SOURCE »
4. 组合逻辑1:布尔代数的规范形式及化简[英]
本文最后更新于 2024年1月27日 下午
Combinational Logic 1: Canonical Form and Its Minimization
Logical Reasoning
Suppose the statement \(F\) is
determined by two variables:
\(A\), \(B\), the relationship of \(F\) can be expressed using the logical
relationship between those two varibles, for example: \(F=A.B\), then the statement is determined
by the truth of \(A\),\(B\), which forms the following
statement:
If \(A\) is True/False, \(B\) is True/False, Then \(F\) is True/ False.
That is Logical Reasoning.
Binary in circuits
Input and output can only have two states.
Methods of representing binary data:
- True/False - 1/0
- High/Low
- Black/White
- Level of voltage
Two ways to express binary in circuits
Positive Logic Coding(正逻辑)
- 1 is assigned to the positive or higher voltage.
- 0 is assigned to the negative or lower voltage.
The calculation is AND: \(F=A.B\)
Negative Logic Coding(负逻辑)
- 0 is assigned to the positive or higher voltage.
- 1 is assigned to the negative or lower voltage.
The calculation is OR:\(F=A+B\).
Boolean Algebra's Canonical form(布尔代数的规范化形式)
The minterm and the maxterm(最小项和最大项)
For a Boolean function of n variables:
- Minterm is a product(and) term in which each of the n variables
appears once.
- Maxterm is a sum term in which each of the n variables appears once.
Minterm and maxterm are dual/inverse.
A complex system with more than one output can be considered as number of subsystems with single output and sharing common inputs.
Example: Combinational logic system 3 to 5 range indicator
3 to 5 range indicator: a system inputs 3-bit binary numbers and the
output is true (1) if inputs are in the range 3 to 5. The inputs has 8
cases.
From 0 to 7 , we gets the truth table.
The 1st canonical form(第一范式)
In the 1st canonical form:
- Inputs are ANDed first.
- Then ORed together to get the output.

EXERCISE SET »
1. Return the stretch of the combinational logic notes between "For a Boolean" and "the truth table.", inclusive, copied verbatim.
2. According to the combinational logic notes, which voltage is assigned 1 under negative logic coding?

DATA SUPPLIED »
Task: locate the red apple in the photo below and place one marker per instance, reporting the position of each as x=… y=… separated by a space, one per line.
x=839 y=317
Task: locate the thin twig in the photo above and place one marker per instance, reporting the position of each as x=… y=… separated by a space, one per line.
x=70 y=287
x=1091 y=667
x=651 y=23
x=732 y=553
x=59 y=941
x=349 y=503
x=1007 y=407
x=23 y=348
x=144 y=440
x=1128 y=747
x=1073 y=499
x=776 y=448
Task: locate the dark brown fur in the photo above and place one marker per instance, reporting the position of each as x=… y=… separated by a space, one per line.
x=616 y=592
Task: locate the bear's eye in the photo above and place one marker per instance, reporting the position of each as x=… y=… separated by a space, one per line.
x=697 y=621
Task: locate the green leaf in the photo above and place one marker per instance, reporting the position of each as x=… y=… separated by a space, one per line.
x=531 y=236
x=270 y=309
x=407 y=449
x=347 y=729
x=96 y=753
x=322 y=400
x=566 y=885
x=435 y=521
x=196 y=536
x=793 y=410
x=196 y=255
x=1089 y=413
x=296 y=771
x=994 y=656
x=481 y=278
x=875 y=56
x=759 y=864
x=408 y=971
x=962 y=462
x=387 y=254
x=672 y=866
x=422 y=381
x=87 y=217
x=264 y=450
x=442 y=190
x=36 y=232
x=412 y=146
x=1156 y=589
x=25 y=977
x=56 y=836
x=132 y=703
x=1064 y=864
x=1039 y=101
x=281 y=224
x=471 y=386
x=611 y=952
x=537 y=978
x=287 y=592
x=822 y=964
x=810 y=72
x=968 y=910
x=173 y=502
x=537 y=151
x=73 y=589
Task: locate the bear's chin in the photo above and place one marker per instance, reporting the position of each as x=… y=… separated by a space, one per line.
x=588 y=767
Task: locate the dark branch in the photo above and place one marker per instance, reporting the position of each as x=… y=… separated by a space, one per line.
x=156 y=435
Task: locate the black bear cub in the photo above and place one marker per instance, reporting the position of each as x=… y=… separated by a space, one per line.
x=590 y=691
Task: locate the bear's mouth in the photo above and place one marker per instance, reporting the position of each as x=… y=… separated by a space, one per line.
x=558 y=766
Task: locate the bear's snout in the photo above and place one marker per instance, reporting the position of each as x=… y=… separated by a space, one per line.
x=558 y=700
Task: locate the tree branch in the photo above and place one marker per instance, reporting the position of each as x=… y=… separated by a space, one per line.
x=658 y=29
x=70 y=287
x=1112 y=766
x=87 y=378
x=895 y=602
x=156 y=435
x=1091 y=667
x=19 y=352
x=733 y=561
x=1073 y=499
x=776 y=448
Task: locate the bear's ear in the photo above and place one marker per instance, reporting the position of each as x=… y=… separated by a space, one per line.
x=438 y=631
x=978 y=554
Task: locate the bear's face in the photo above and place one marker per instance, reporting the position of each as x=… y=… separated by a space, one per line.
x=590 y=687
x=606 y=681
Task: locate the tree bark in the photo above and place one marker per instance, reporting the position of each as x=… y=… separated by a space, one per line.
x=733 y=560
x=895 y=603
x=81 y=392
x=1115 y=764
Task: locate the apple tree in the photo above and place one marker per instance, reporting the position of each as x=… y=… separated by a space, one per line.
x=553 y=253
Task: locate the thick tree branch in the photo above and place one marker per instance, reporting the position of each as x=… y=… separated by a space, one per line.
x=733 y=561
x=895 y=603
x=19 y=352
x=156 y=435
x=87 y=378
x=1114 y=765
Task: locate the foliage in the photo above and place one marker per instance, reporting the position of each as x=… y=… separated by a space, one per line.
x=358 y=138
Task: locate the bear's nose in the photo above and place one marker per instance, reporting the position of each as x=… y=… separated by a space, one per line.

ANSWERS TO THE PROBLEMS »
1.
For a Boolean function of n variables:
- Minterm is a product(and) term in which each of the n variables
appears once.
- Maxterm is a sum term in which each of the n variables appears once.
Minterm and maxterm are dual/inverse.
A complex system with more than one output can be considered as number of subsystems with single output and sharing common inputs.
Example: Combinational logic system 3 to 5 range indicator
3 to 5 range indicator: a system inputs 3-bit binary numbers and the
output is true (1) if inputs are in the range 3 to 5. The inputs has 8
cases.
From 0 to 7 , we gets the truth table.

2. The negative or lower voltage.